Objective.
Write out precisely the lines beginning with the line that contains "Where can you see the green grass field?" and ending with the last line of the entries, and no other lines.

(Stored entries)
========

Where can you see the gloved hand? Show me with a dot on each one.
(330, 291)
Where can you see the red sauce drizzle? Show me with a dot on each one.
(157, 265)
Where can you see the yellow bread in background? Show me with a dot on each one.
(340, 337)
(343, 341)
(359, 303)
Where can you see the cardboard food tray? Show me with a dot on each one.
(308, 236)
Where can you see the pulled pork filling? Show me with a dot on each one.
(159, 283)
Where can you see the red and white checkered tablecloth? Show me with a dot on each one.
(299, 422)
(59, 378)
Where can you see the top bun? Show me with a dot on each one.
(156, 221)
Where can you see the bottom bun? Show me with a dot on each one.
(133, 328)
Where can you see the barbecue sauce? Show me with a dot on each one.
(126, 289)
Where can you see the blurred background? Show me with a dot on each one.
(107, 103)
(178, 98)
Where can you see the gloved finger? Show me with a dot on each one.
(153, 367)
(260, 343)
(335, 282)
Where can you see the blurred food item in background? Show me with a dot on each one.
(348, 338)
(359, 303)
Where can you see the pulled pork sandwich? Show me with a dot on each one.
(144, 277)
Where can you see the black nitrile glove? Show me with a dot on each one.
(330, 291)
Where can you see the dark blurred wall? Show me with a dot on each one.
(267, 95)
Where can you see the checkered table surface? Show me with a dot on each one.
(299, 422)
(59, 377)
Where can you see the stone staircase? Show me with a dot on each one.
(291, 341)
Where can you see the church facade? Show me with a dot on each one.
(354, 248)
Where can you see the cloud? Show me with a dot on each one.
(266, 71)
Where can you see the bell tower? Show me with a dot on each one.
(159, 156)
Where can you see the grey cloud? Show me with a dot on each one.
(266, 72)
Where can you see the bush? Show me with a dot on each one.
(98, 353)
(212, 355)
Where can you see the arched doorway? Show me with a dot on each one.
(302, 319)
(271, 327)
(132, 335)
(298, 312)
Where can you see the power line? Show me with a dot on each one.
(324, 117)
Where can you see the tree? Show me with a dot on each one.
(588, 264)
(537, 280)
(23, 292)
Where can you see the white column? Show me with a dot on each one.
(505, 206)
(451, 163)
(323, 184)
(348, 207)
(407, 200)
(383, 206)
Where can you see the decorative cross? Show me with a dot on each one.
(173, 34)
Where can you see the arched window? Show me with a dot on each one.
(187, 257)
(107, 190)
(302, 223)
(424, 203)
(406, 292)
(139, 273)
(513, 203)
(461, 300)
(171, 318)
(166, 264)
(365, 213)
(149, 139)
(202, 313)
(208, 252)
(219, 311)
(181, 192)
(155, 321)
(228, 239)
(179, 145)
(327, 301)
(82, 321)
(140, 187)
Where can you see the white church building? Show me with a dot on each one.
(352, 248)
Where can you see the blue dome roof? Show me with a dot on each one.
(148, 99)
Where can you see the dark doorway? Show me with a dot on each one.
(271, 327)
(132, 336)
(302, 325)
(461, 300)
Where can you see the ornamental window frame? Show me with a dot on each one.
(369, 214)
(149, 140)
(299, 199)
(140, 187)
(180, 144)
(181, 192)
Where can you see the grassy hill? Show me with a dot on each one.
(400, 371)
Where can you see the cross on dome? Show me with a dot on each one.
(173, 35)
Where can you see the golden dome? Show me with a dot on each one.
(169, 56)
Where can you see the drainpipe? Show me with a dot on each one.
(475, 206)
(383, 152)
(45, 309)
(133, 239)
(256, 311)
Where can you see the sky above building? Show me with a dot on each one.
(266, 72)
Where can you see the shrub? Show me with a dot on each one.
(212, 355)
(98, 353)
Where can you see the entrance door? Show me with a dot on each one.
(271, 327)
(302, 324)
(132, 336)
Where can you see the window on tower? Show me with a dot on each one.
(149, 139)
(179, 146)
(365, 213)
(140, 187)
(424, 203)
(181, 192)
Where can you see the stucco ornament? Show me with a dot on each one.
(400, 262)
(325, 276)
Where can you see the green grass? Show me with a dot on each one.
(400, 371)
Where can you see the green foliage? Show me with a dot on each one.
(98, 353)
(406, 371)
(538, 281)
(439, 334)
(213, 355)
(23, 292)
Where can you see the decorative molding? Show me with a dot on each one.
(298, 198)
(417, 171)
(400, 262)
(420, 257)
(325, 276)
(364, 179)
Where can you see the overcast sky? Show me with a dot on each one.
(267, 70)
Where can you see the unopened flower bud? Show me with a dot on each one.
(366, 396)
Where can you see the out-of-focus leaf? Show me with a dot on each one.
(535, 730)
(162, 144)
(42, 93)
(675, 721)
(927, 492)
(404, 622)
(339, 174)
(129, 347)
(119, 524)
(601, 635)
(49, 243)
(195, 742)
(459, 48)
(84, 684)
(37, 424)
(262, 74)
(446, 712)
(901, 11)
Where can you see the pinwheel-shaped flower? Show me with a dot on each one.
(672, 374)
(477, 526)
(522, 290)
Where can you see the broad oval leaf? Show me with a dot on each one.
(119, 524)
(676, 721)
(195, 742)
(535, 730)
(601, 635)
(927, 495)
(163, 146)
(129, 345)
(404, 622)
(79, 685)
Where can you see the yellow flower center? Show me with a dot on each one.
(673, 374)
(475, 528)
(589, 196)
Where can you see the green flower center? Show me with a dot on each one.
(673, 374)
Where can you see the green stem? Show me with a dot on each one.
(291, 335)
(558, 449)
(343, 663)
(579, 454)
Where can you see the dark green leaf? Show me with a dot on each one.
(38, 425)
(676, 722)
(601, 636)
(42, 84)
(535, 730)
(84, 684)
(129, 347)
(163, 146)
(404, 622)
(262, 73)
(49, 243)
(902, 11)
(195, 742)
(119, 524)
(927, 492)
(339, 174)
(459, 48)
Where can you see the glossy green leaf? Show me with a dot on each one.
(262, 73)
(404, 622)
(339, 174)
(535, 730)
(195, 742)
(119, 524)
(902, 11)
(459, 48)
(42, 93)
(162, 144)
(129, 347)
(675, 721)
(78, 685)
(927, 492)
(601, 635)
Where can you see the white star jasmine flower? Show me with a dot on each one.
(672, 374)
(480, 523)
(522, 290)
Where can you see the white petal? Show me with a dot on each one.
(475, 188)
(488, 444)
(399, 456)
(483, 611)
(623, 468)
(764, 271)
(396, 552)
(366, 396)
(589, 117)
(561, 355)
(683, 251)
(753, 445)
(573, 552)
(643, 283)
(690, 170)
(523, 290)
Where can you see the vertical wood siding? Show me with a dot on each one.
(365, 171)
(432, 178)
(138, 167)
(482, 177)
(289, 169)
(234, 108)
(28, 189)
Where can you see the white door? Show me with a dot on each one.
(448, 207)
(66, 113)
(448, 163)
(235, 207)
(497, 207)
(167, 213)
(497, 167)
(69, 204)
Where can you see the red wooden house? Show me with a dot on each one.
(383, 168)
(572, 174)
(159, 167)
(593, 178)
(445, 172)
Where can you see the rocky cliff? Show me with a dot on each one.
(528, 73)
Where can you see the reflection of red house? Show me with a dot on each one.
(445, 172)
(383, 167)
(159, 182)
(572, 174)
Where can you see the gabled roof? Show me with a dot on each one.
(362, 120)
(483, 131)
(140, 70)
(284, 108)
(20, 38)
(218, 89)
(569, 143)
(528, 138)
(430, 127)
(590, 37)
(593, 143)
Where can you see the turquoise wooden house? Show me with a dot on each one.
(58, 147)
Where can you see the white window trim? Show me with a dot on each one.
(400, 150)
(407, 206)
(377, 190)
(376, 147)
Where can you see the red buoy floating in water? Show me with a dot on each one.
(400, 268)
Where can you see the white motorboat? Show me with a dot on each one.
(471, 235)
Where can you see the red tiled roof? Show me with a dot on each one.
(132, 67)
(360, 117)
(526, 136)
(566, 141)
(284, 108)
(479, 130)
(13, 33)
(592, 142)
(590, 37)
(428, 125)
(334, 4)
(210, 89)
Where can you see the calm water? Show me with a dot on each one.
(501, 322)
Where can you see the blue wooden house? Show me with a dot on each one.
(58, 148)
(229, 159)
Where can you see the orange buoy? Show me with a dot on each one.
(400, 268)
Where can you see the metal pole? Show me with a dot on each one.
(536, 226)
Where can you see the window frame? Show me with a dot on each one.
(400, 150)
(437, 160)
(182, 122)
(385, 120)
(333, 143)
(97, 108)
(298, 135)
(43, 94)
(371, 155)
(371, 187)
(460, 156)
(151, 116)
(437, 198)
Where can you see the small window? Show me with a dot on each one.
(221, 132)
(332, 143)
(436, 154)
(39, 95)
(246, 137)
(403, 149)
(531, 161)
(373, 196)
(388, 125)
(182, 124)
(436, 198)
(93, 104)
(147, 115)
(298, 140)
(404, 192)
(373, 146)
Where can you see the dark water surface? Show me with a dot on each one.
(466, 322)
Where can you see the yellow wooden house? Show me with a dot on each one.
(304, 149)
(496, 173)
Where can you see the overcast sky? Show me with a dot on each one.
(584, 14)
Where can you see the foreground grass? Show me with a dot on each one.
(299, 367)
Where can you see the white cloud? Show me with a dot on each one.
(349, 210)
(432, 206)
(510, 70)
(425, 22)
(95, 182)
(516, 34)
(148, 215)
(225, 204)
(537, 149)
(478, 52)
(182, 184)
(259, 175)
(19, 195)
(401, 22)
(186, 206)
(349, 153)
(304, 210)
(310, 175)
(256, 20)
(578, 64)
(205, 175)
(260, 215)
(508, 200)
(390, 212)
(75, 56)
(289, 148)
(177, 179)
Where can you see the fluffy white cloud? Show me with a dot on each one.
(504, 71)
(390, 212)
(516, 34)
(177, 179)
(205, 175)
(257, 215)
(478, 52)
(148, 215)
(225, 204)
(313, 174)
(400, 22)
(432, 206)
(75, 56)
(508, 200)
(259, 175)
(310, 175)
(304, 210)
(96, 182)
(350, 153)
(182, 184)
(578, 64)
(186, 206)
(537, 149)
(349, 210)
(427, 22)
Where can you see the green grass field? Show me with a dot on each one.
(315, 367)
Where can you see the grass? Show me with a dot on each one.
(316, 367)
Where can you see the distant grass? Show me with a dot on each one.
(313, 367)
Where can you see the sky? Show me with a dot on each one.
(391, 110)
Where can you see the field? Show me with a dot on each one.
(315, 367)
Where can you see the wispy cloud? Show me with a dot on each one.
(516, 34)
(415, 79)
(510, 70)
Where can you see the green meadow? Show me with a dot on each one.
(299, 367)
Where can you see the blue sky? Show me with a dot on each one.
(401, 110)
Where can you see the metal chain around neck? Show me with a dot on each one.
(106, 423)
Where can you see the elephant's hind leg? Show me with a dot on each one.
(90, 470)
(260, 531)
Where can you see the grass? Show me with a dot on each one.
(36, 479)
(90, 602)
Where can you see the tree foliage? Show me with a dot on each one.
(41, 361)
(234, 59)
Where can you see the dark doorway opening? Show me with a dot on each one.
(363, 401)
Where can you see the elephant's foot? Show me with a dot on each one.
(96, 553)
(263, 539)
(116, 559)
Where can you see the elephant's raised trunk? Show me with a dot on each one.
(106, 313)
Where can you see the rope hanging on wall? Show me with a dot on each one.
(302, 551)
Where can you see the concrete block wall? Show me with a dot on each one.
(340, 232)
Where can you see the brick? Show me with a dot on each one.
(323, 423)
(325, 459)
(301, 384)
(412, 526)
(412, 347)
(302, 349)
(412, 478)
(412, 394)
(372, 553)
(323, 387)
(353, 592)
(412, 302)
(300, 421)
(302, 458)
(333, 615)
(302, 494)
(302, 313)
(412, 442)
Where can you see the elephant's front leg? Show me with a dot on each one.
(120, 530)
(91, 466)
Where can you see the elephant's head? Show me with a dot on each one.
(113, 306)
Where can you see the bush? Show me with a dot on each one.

========

Output of the exercise.
Where can you see the green grass field? Show me with a dot on each one.
(315, 367)
Where can you see the grass? Show me with a dot on each one.
(316, 367)
Where can you see the distant grass? Show me with a dot on each one.
(313, 367)
Where can you see the sky? Show me with a dot on each one.
(391, 110)
Where can you see the field? Show me with a dot on each one.
(315, 367)
Where can you see the wispy cloud? Show me with a dot on each one.
(516, 34)
(415, 79)
(510, 70)
Where can you see the green meadow? Show me with a dot on each one.
(299, 367)
Where can you see the blue sky? Show me with a dot on each one.
(401, 110)
Where can you see the metal chain around neck? Show me with a dot on each one.
(106, 423)
Where can you see the elephant's hind leg? Show me with a dot on each one.
(90, 470)
(260, 531)
Where can you see the grass? Show me with a dot on each one.
(36, 479)
(90, 602)
Where can you see the tree foliage? Show me with a dot on each one.
(41, 361)
(234, 59)
Where can you see the dark doorway opening? Show me with a dot on each one.
(363, 401)
Where can you see the elephant's foot? Show me with a dot on each one.
(96, 553)
(263, 539)
(116, 559)
Where can you see the elephant's raised trunk? Show me with a dot on each one.
(106, 313)
Where can you see the rope hanging on wall? Show me with a dot on each one.
(302, 551)
Where can you see the concrete block wall? Show me with a dot on each one.
(340, 232)
Where can you see the brick? Show me with a dot on each one.
(323, 423)
(325, 459)
(301, 384)
(412, 526)
(412, 347)
(302, 349)
(412, 478)
(412, 394)
(372, 553)
(323, 387)
(353, 592)
(412, 302)
(300, 421)
(302, 458)
(333, 615)
(302, 494)
(302, 313)
(412, 442)
Where can you see the elephant's front leg? Show me with a dot on each one.
(120, 530)
(91, 466)
Where can you see the elephant's head? Show me with a dot on each one.
(113, 306)
Where can you see the bush? Show me with a dot on each one.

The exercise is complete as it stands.